Find every line in the records below that contains the string "pillar", and copy each such line. Case counts.

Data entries

-=-=-=-=-

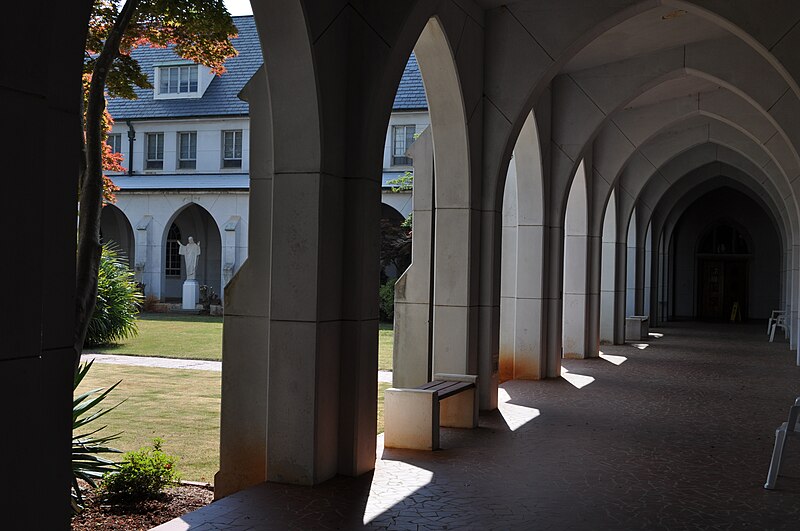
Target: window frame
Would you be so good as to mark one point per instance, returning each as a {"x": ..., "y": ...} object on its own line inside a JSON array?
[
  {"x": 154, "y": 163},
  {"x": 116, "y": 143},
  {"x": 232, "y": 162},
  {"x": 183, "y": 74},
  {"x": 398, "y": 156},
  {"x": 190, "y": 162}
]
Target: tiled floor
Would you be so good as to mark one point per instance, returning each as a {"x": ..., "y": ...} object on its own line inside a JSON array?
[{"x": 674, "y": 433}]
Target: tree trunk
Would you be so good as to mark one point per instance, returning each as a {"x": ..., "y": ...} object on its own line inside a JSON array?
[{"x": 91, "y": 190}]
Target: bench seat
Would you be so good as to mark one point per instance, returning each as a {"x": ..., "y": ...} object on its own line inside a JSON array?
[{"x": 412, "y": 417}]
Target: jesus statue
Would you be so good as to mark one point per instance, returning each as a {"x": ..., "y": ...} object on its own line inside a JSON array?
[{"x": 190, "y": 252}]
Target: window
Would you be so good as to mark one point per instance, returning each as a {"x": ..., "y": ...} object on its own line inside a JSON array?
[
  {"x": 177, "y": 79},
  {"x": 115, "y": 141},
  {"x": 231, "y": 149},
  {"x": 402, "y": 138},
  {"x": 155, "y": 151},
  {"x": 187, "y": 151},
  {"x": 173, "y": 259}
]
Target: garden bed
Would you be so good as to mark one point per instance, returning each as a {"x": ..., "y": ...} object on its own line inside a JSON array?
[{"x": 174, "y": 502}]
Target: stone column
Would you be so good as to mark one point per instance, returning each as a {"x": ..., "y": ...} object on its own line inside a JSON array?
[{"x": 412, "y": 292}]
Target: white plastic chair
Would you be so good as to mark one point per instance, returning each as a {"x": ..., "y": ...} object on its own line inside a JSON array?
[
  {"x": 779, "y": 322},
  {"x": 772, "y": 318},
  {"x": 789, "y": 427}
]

-=-=-=-=-

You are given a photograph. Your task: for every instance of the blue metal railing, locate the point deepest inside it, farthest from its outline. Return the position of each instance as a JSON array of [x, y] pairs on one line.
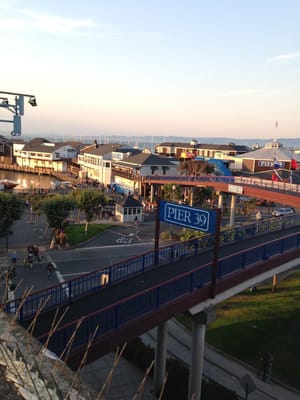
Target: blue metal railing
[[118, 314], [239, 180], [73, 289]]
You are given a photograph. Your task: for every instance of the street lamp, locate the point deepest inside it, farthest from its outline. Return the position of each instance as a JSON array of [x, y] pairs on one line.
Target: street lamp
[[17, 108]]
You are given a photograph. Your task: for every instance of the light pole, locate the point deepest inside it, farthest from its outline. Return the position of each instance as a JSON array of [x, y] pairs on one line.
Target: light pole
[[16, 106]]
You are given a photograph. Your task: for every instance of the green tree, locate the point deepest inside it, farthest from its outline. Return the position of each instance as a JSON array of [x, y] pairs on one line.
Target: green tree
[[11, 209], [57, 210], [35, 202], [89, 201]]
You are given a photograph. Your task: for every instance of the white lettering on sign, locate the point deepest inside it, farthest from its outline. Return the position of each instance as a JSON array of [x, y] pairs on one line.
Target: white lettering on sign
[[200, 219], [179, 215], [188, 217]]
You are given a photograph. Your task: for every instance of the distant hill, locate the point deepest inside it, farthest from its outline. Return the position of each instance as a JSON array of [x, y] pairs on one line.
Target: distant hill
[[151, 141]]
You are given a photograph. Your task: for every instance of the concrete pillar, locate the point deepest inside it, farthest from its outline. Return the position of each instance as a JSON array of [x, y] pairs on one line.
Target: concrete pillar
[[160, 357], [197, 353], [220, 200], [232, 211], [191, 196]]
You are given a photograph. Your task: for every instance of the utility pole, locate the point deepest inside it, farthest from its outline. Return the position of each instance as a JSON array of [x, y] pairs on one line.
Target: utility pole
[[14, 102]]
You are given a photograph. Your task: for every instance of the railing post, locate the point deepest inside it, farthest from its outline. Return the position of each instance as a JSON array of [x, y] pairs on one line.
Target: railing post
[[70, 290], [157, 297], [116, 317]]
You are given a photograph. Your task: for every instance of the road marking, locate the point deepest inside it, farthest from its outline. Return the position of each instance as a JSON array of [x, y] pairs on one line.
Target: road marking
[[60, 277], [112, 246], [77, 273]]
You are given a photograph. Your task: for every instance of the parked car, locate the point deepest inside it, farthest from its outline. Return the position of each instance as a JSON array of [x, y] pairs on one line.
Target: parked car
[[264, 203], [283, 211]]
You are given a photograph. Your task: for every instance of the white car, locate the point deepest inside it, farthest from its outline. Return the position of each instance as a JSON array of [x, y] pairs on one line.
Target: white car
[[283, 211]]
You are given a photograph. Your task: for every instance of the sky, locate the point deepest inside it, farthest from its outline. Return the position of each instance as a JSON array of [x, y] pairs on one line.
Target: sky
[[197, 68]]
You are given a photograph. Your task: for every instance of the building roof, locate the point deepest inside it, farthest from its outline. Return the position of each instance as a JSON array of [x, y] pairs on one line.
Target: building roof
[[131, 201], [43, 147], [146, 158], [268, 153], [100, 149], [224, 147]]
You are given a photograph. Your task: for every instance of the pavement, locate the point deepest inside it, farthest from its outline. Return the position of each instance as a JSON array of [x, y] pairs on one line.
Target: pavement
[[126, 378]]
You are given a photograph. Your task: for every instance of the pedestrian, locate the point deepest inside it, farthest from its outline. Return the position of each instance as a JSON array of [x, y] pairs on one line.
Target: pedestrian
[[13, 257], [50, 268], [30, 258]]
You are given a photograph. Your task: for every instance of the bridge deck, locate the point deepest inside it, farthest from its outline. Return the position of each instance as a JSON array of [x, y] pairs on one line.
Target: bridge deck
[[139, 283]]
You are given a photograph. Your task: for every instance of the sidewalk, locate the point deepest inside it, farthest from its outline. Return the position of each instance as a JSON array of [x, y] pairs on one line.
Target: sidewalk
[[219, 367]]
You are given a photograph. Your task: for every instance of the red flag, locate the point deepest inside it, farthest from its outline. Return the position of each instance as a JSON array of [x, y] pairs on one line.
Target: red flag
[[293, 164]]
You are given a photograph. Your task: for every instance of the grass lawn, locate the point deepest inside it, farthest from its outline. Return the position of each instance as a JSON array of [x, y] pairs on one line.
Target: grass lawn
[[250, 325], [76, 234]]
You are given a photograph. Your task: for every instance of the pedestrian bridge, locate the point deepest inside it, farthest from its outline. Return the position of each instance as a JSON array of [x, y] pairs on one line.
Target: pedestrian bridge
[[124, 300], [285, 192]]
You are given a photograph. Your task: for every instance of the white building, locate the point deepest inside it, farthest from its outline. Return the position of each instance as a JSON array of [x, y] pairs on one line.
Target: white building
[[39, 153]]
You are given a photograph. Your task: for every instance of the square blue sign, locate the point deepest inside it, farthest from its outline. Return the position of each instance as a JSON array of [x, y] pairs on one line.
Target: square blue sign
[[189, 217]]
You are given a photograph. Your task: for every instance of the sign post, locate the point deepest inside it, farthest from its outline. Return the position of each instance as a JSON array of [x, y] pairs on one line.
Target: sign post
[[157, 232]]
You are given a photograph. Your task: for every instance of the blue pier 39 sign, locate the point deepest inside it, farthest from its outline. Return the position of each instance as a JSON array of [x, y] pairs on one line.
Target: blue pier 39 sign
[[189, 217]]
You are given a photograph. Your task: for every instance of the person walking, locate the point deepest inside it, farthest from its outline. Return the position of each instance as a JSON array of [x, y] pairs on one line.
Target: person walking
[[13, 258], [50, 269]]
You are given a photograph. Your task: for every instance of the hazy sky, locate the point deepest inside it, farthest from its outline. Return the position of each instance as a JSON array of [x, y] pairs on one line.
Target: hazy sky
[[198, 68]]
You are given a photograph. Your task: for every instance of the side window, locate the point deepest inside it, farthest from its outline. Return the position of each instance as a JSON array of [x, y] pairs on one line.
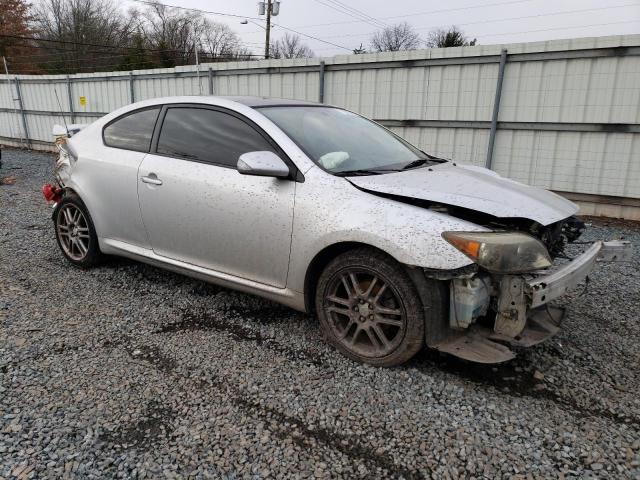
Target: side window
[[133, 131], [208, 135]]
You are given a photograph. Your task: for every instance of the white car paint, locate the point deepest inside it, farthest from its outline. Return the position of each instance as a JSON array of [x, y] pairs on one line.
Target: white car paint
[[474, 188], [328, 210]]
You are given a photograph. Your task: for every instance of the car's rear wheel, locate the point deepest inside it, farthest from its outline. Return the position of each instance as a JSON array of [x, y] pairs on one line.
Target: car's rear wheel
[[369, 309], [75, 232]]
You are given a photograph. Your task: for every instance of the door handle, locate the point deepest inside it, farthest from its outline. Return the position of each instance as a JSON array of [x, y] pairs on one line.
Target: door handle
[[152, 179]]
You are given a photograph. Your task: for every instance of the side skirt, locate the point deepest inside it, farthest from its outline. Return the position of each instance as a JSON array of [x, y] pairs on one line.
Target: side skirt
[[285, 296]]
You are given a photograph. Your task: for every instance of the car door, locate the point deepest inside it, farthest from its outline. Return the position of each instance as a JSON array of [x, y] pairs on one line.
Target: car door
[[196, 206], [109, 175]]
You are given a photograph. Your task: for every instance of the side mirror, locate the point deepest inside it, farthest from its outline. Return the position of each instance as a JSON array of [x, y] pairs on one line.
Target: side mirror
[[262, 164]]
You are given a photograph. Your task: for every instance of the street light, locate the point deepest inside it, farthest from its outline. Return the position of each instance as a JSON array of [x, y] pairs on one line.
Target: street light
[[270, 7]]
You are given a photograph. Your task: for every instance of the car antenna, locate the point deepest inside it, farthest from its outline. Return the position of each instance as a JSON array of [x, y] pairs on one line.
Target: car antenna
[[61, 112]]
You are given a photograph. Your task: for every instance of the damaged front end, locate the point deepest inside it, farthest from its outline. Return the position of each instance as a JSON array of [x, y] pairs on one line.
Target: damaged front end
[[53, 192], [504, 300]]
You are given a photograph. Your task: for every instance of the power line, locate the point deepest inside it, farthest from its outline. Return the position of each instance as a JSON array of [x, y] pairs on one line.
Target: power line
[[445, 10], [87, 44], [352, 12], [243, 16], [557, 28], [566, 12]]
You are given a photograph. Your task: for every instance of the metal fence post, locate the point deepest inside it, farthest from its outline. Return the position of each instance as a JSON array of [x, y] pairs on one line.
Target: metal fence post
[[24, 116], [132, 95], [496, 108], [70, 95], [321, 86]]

-=-=-=-=-

• **Output of the task**:
You are given a photograph. Your task: for every instance of the concrete pillar, locate the point deepest inside it, farthest from its outline. Return the position of each instance as a JSON array of [x, y] pairs on one line.
Target: concrete pillar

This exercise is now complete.